_PROVIDED MATERIAL:_
#####

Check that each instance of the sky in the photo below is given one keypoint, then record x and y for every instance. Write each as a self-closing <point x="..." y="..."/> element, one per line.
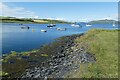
<point x="68" y="11"/>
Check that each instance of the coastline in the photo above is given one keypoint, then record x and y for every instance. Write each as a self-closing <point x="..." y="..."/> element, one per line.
<point x="60" y="59"/>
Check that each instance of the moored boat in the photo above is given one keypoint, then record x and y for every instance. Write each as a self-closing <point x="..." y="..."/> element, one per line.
<point x="42" y="30"/>
<point x="88" y="25"/>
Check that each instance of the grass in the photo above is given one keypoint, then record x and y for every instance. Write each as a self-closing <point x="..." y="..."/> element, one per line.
<point x="104" y="45"/>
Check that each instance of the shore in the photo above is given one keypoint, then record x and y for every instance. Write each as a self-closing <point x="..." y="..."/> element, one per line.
<point x="77" y="56"/>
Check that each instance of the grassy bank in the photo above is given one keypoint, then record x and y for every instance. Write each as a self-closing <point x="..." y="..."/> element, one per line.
<point x="104" y="45"/>
<point x="30" y="20"/>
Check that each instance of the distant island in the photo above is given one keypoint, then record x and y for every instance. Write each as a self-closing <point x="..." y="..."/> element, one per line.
<point x="49" y="21"/>
<point x="29" y="20"/>
<point x="105" y="21"/>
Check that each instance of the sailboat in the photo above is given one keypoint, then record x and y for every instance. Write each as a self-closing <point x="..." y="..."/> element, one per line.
<point x="114" y="23"/>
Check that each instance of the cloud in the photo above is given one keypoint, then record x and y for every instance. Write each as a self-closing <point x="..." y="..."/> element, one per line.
<point x="15" y="11"/>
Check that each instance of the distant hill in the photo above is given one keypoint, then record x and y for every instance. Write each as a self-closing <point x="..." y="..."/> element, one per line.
<point x="106" y="21"/>
<point x="29" y="20"/>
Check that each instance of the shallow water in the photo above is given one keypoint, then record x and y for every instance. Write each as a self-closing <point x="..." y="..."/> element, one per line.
<point x="16" y="39"/>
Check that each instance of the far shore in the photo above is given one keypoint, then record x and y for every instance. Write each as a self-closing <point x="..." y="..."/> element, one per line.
<point x="76" y="56"/>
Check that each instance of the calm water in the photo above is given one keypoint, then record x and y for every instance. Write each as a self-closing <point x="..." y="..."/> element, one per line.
<point x="16" y="39"/>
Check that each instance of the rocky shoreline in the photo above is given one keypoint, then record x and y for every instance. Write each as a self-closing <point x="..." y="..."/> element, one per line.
<point x="65" y="59"/>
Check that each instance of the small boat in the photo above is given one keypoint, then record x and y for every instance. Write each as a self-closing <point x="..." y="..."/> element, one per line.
<point x="62" y="29"/>
<point x="88" y="25"/>
<point x="33" y="30"/>
<point x="42" y="30"/>
<point x="75" y="25"/>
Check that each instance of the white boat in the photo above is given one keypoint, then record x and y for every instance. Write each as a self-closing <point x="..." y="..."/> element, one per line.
<point x="62" y="29"/>
<point x="75" y="25"/>
<point x="42" y="30"/>
<point x="72" y="24"/>
<point x="88" y="25"/>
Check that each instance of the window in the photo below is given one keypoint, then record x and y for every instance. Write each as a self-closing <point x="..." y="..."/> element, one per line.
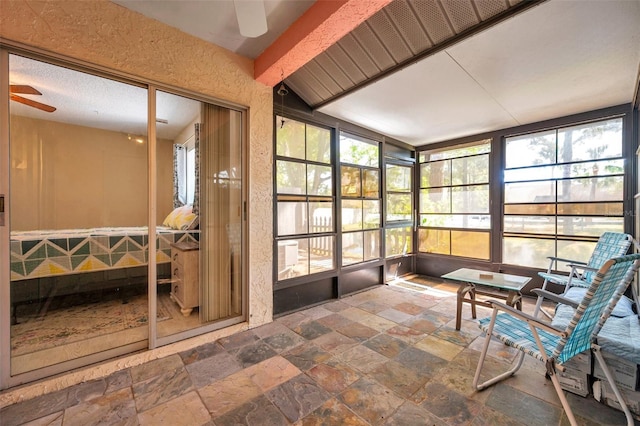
<point x="454" y="201"/>
<point x="305" y="199"/>
<point x="399" y="212"/>
<point x="360" y="205"/>
<point x="562" y="189"/>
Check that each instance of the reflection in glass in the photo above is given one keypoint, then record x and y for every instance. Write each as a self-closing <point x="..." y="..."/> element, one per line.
<point x="470" y="170"/>
<point x="291" y="177"/>
<point x="531" y="252"/>
<point x="370" y="183"/>
<point x="292" y="218"/>
<point x="352" y="248"/>
<point x="290" y="139"/>
<point x="398" y="241"/>
<point x="350" y="181"/>
<point x="318" y="144"/>
<point x="319" y="180"/>
<point x="351" y="215"/>
<point x="470" y="244"/>
<point x="470" y="199"/>
<point x="79" y="216"/>
<point x="360" y="151"/>
<point x="437" y="200"/>
<point x="371" y="211"/>
<point x="434" y="241"/>
<point x="435" y="174"/>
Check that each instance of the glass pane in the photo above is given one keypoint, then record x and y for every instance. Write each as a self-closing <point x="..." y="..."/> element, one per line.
<point x="600" y="189"/>
<point x="398" y="241"/>
<point x="370" y="184"/>
<point x="290" y="138"/>
<point x="355" y="150"/>
<point x="474" y="148"/>
<point x="530" y="252"/>
<point x="399" y="207"/>
<point x="530" y="192"/>
<point x="293" y="258"/>
<point x="435" y="174"/>
<point x="455" y="221"/>
<point x="531" y="150"/>
<point x="469" y="170"/>
<point x="470" y="199"/>
<point x="437" y="200"/>
<point x="321" y="217"/>
<point x="352" y="248"/>
<point x="590" y="141"/>
<point x="79" y="219"/>
<point x="530" y="224"/>
<point x="434" y="241"/>
<point x="574" y="250"/>
<point x="292" y="218"/>
<point x="471" y="244"/>
<point x="319" y="180"/>
<point x="318" y="144"/>
<point x="398" y="178"/>
<point x="371" y="245"/>
<point x="321" y="256"/>
<point x="351" y="215"/>
<point x="371" y="213"/>
<point x="586" y="169"/>
<point x="350" y="182"/>
<point x="542" y="209"/>
<point x="589" y="226"/>
<point x="602" y="209"/>
<point x="291" y="177"/>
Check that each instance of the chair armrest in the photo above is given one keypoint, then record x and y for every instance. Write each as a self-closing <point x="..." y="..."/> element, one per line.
<point x="499" y="306"/>
<point x="582" y="267"/>
<point x="555" y="297"/>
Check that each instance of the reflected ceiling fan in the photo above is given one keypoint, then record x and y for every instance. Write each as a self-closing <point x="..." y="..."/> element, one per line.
<point x="252" y="18"/>
<point x="15" y="90"/>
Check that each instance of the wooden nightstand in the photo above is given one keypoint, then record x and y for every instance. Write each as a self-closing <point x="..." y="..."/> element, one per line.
<point x="185" y="276"/>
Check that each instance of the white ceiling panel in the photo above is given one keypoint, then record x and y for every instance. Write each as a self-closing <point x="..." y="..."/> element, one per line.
<point x="429" y="101"/>
<point x="556" y="59"/>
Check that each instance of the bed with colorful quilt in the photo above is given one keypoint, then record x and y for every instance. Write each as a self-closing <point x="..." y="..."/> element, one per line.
<point x="38" y="254"/>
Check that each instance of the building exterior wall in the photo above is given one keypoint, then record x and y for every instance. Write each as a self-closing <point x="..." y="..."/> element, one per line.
<point x="101" y="33"/>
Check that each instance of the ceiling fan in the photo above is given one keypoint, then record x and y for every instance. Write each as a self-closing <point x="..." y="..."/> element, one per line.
<point x="251" y="16"/>
<point x="27" y="90"/>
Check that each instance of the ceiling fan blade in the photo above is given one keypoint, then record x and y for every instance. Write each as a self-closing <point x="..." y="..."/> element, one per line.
<point x="251" y="16"/>
<point x="34" y="104"/>
<point x="23" y="89"/>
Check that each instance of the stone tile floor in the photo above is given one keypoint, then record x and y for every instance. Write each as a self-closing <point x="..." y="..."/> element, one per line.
<point x="386" y="356"/>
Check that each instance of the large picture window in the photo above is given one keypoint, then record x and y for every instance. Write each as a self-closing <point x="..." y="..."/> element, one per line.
<point x="305" y="200"/>
<point x="562" y="189"/>
<point x="399" y="211"/>
<point x="454" y="201"/>
<point x="360" y="205"/>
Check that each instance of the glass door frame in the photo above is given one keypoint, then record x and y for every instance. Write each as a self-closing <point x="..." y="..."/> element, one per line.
<point x="153" y="341"/>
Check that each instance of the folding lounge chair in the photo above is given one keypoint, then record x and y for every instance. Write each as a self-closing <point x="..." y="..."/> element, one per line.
<point x="610" y="245"/>
<point x="553" y="346"/>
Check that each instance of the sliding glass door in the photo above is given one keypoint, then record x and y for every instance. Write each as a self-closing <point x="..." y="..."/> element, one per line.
<point x="124" y="232"/>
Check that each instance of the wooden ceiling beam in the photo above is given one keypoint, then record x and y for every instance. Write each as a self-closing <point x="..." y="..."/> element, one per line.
<point x="322" y="25"/>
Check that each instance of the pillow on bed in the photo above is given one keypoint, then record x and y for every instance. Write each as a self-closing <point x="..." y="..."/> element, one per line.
<point x="181" y="218"/>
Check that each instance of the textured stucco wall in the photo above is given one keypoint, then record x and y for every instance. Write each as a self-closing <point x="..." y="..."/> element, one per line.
<point x="102" y="33"/>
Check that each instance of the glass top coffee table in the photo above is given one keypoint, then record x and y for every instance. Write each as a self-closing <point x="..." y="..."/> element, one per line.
<point x="492" y="283"/>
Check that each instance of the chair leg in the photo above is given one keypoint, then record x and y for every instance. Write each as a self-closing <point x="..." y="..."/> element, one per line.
<point x="483" y="355"/>
<point x="610" y="379"/>
<point x="538" y="307"/>
<point x="563" y="399"/>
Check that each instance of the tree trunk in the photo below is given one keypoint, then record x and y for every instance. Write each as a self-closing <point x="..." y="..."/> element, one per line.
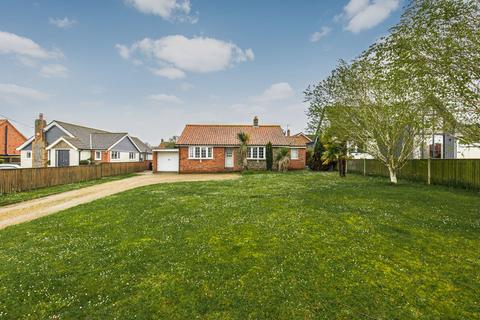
<point x="341" y="167"/>
<point x="393" y="174"/>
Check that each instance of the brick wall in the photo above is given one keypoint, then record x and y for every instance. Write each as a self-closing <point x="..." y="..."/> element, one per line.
<point x="301" y="162"/>
<point x="217" y="164"/>
<point x="14" y="139"/>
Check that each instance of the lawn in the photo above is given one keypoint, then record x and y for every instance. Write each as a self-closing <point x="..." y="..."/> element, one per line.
<point x="6" y="199"/>
<point x="267" y="246"/>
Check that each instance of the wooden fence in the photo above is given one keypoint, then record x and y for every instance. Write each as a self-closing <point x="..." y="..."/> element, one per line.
<point x="463" y="173"/>
<point x="16" y="180"/>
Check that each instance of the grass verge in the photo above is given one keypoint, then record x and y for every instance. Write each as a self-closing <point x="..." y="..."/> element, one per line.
<point x="267" y="246"/>
<point x="15" y="197"/>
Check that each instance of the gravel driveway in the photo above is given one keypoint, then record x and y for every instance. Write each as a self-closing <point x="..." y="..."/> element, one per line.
<point x="33" y="209"/>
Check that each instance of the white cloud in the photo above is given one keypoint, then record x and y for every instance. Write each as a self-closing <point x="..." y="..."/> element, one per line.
<point x="165" y="99"/>
<point x="169" y="72"/>
<point x="366" y="14"/>
<point x="167" y="9"/>
<point x="276" y="92"/>
<point x="123" y="51"/>
<point x="186" y="86"/>
<point x="13" y="44"/>
<point x="198" y="54"/>
<point x="12" y="93"/>
<point x="62" y="22"/>
<point x="54" y="71"/>
<point x="316" y="36"/>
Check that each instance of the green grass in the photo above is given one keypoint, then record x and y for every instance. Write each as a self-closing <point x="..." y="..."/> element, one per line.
<point x="11" y="198"/>
<point x="267" y="246"/>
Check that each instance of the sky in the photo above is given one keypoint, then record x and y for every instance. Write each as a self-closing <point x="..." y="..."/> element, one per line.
<point x="148" y="67"/>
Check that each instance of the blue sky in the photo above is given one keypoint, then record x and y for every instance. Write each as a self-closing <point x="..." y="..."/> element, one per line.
<point x="150" y="66"/>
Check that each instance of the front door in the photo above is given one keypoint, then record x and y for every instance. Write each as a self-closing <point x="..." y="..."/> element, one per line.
<point x="229" y="163"/>
<point x="63" y="158"/>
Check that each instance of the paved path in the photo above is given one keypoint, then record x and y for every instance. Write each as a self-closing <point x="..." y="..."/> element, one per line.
<point x="33" y="209"/>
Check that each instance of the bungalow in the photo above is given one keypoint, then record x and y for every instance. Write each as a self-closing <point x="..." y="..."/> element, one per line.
<point x="62" y="144"/>
<point x="216" y="148"/>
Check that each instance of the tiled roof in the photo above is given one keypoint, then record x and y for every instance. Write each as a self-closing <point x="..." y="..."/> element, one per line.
<point x="226" y="135"/>
<point x="297" y="141"/>
<point x="143" y="147"/>
<point x="104" y="140"/>
<point x="77" y="143"/>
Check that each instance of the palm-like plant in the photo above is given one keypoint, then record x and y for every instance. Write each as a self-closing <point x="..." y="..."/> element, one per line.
<point x="283" y="159"/>
<point x="244" y="138"/>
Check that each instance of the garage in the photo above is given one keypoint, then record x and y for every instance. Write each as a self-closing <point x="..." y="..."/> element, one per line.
<point x="167" y="160"/>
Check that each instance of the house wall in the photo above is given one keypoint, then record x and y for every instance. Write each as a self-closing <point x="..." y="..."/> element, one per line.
<point x="24" y="161"/>
<point x="301" y="162"/>
<point x="14" y="139"/>
<point x="85" y="155"/>
<point x="217" y="164"/>
<point x="74" y="156"/>
<point x="468" y="151"/>
<point x="124" y="157"/>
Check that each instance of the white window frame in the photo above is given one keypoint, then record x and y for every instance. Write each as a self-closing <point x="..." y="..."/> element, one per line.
<point x="200" y="153"/>
<point x="296" y="152"/>
<point x="253" y="153"/>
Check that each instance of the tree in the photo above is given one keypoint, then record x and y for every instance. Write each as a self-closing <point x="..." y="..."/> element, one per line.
<point x="315" y="162"/>
<point x="335" y="151"/>
<point x="244" y="138"/>
<point x="283" y="159"/>
<point x="269" y="156"/>
<point x="440" y="45"/>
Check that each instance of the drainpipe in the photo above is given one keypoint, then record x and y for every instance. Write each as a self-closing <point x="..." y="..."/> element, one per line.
<point x="6" y="138"/>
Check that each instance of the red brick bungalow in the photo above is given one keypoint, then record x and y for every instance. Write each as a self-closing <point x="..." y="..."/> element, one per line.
<point x="216" y="148"/>
<point x="10" y="140"/>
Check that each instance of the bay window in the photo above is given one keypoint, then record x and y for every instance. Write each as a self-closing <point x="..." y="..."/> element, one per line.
<point x="256" y="153"/>
<point x="200" y="152"/>
<point x="294" y="154"/>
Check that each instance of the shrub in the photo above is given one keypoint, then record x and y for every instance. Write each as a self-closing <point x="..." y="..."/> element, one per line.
<point x="283" y="159"/>
<point x="269" y="156"/>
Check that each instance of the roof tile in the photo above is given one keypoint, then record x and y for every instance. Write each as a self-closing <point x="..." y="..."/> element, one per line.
<point x="226" y="135"/>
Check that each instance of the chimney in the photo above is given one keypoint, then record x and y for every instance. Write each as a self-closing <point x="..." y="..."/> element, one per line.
<point x="39" y="144"/>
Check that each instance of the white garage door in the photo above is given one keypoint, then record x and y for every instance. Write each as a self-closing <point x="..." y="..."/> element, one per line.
<point x="167" y="161"/>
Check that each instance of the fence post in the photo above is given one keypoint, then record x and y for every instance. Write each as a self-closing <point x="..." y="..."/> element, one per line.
<point x="429" y="169"/>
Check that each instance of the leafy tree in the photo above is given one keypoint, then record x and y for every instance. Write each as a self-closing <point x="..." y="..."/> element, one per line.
<point x="269" y="156"/>
<point x="244" y="138"/>
<point x="315" y="162"/>
<point x="439" y="44"/>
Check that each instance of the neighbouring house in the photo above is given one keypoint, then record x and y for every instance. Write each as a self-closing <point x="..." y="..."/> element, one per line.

#####

_TASK TO COMPLETE:_
Starting with the line that contains "Check that each instance of the chimney", print each line through the last one in the listing. Include both end lines and add nothing.

_ANSWER:_
Check that each instance of the chimney in the photo above is given one keypoint, then record x and y for every instance. Write each as a self-closing <point x="..." y="..."/> element, one per line.
<point x="39" y="144"/>
Check that each instance of the white garage door in the photo above is given one keypoint, then record x and y for every instance. Write each as a self-closing <point x="..." y="..."/> element, one per line.
<point x="167" y="161"/>
Check that each instance of the fence post in the photo above is given one keypoint, then record x and y for every instance. Write each as a self-closing <point x="..." y="..."/> element, one per line.
<point x="429" y="169"/>
Check that each instance of the leafy tree in the photo above is given one keypoint, then record x and y for every instance. Write each as a self-closing <point x="..." y="..."/> element, one per line.
<point x="269" y="156"/>
<point x="244" y="138"/>
<point x="315" y="162"/>
<point x="439" y="44"/>
Check that each instance of the neighbouring house in the photo above is given one keypoint, then record x and y for every instance. Write each as a self-closing <point x="..." y="..."/> element, one per line.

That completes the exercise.